EXERCISE DIRECTIONS:
Please transcribe the rows below, starting from their very first line and ending with the line holding "18), (270, 16)]", both ends included. Reproduce every character unchanged.

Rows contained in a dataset
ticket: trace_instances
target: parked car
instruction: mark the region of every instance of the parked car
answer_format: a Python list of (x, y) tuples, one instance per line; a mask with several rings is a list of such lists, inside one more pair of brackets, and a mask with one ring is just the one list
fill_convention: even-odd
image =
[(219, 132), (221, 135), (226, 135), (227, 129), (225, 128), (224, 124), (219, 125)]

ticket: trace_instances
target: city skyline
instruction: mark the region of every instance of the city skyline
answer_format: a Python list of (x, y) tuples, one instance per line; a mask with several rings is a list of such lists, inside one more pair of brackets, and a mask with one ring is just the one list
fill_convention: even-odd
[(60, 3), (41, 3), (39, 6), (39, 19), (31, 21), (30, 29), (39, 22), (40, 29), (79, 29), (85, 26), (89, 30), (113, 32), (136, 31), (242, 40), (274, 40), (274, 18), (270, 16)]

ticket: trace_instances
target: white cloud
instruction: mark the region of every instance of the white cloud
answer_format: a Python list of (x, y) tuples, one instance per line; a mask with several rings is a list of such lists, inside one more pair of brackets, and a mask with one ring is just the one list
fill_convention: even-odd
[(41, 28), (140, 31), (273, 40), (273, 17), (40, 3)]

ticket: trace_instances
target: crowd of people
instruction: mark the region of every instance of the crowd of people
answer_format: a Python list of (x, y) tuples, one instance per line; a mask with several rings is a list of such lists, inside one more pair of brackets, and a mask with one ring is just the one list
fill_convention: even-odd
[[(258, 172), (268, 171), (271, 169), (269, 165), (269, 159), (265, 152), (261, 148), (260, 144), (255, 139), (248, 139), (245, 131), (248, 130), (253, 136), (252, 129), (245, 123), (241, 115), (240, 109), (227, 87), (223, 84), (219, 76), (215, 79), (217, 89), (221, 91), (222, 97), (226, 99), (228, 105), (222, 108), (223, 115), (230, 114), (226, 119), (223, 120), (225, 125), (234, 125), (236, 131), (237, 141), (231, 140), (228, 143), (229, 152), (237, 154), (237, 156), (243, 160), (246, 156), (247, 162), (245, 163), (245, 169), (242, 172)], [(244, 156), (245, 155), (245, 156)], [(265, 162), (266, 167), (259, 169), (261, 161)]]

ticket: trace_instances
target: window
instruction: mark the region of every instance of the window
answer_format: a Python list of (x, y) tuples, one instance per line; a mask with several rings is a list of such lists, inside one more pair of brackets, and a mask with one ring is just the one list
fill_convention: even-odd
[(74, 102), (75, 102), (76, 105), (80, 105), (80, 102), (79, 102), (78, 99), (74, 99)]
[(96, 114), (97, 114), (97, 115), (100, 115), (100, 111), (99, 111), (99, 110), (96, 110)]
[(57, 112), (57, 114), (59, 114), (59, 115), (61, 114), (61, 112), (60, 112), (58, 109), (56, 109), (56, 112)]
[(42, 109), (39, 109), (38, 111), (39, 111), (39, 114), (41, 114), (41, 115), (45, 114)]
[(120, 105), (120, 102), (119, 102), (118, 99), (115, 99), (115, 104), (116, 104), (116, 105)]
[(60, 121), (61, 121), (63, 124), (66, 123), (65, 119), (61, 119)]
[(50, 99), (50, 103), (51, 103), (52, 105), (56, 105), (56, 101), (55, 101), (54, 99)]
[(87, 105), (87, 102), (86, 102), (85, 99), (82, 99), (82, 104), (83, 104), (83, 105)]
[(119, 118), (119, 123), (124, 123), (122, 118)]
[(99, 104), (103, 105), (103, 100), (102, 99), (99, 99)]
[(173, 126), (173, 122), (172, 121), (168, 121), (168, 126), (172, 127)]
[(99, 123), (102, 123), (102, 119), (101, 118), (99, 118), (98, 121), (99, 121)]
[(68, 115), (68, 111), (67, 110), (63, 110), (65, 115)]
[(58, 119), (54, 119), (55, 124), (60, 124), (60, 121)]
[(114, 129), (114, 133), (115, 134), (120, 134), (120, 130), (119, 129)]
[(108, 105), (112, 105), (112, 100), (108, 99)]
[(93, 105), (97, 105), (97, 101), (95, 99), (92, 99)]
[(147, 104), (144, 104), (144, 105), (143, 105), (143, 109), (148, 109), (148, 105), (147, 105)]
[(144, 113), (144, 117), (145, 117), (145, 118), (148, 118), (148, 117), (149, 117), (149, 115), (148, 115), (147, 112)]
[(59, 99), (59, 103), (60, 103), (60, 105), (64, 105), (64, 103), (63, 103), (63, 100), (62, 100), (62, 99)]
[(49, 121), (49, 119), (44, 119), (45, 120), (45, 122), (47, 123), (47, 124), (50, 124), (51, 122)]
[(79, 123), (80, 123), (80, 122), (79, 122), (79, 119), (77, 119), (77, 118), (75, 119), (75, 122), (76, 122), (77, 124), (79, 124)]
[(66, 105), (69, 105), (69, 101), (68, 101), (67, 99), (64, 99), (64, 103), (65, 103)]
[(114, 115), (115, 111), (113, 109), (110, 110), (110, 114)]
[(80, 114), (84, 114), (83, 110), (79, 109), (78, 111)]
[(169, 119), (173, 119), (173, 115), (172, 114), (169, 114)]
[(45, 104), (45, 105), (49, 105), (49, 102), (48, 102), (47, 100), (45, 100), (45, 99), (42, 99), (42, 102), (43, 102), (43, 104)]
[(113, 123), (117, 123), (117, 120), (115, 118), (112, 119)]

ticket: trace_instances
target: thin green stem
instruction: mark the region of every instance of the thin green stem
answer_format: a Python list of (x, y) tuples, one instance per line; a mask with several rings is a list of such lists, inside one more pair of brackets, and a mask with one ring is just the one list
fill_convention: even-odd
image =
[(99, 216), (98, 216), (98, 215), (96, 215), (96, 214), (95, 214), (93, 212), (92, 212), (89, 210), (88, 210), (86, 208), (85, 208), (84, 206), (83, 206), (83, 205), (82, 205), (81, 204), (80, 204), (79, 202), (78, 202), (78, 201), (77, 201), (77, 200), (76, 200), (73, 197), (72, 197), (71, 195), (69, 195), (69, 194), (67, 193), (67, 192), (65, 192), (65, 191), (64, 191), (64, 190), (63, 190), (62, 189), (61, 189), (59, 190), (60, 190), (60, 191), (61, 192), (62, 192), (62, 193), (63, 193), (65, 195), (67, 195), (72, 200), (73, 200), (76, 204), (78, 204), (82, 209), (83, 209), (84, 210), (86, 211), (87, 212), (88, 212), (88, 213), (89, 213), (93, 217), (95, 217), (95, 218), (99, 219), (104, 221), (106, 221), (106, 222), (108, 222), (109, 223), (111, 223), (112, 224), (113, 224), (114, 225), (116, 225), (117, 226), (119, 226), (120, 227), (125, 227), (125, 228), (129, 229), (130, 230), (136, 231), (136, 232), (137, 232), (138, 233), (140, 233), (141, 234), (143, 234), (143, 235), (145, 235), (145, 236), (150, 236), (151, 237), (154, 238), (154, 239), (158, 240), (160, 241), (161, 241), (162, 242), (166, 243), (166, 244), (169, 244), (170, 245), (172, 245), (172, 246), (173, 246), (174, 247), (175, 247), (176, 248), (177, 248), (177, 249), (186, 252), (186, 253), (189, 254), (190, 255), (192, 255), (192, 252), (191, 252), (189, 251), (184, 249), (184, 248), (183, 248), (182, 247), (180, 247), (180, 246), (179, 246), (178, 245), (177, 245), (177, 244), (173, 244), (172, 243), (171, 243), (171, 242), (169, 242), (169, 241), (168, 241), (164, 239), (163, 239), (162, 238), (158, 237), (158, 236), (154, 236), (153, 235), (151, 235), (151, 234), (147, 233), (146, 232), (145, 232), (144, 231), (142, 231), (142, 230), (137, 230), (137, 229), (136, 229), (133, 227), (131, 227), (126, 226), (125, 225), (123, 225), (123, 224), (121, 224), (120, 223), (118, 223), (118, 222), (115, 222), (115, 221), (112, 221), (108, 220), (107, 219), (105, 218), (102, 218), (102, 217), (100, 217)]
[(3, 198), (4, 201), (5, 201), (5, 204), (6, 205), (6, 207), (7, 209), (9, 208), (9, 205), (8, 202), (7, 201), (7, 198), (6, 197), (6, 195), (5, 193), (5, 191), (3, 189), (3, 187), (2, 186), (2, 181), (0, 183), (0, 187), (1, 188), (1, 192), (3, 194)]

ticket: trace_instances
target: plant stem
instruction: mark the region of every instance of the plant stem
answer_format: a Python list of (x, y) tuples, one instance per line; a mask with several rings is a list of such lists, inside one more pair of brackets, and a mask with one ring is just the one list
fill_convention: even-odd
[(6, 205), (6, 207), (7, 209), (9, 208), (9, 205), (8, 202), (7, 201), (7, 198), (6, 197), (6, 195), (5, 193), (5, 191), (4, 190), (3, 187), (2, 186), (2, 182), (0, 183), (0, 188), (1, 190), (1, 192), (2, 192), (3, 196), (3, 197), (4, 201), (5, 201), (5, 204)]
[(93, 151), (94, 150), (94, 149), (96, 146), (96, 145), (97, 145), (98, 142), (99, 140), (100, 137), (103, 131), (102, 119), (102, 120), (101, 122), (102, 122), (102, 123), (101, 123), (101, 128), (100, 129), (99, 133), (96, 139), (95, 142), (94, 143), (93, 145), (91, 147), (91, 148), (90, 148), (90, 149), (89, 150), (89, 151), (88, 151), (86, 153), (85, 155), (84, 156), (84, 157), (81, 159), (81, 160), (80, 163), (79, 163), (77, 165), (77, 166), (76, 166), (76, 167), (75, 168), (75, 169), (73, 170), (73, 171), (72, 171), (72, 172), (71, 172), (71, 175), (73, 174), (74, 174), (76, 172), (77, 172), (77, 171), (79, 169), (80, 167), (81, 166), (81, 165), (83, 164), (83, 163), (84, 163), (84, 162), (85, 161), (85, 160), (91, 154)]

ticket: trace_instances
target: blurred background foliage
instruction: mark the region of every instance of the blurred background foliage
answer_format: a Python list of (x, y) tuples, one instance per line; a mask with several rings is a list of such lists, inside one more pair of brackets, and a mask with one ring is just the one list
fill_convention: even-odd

SOLUTION FOR THIS PROBLEM:
ticket: trace_instances
target: parked car
instruction: mark the region of every instance of the parked car
answer_format: a Python list of (x, y) tuples, one instance per line; a mask with several rings is a list of such lists, inside one more pair of brackets, and a mask with one ring is just the one list
fill_convention: even-odd
image =
[(219, 132), (221, 135), (226, 135), (227, 129), (225, 128), (224, 124), (219, 125)]

ticket: trace_instances
target: city skyline
instruction: mark the region of every instance of the city skyline
answer_format: a Python list of (x, y) tuples, one instance per line; a mask with several rings is a list of such lists, inside one more pair of brackets, and a mask with one ring is just the one list
fill_convention: even-odd
[(60, 3), (41, 3), (39, 6), (39, 19), (31, 21), (30, 29), (39, 22), (40, 29), (79, 29), (85, 26), (89, 30), (113, 32), (136, 31), (242, 40), (274, 40), (274, 18), (270, 16)]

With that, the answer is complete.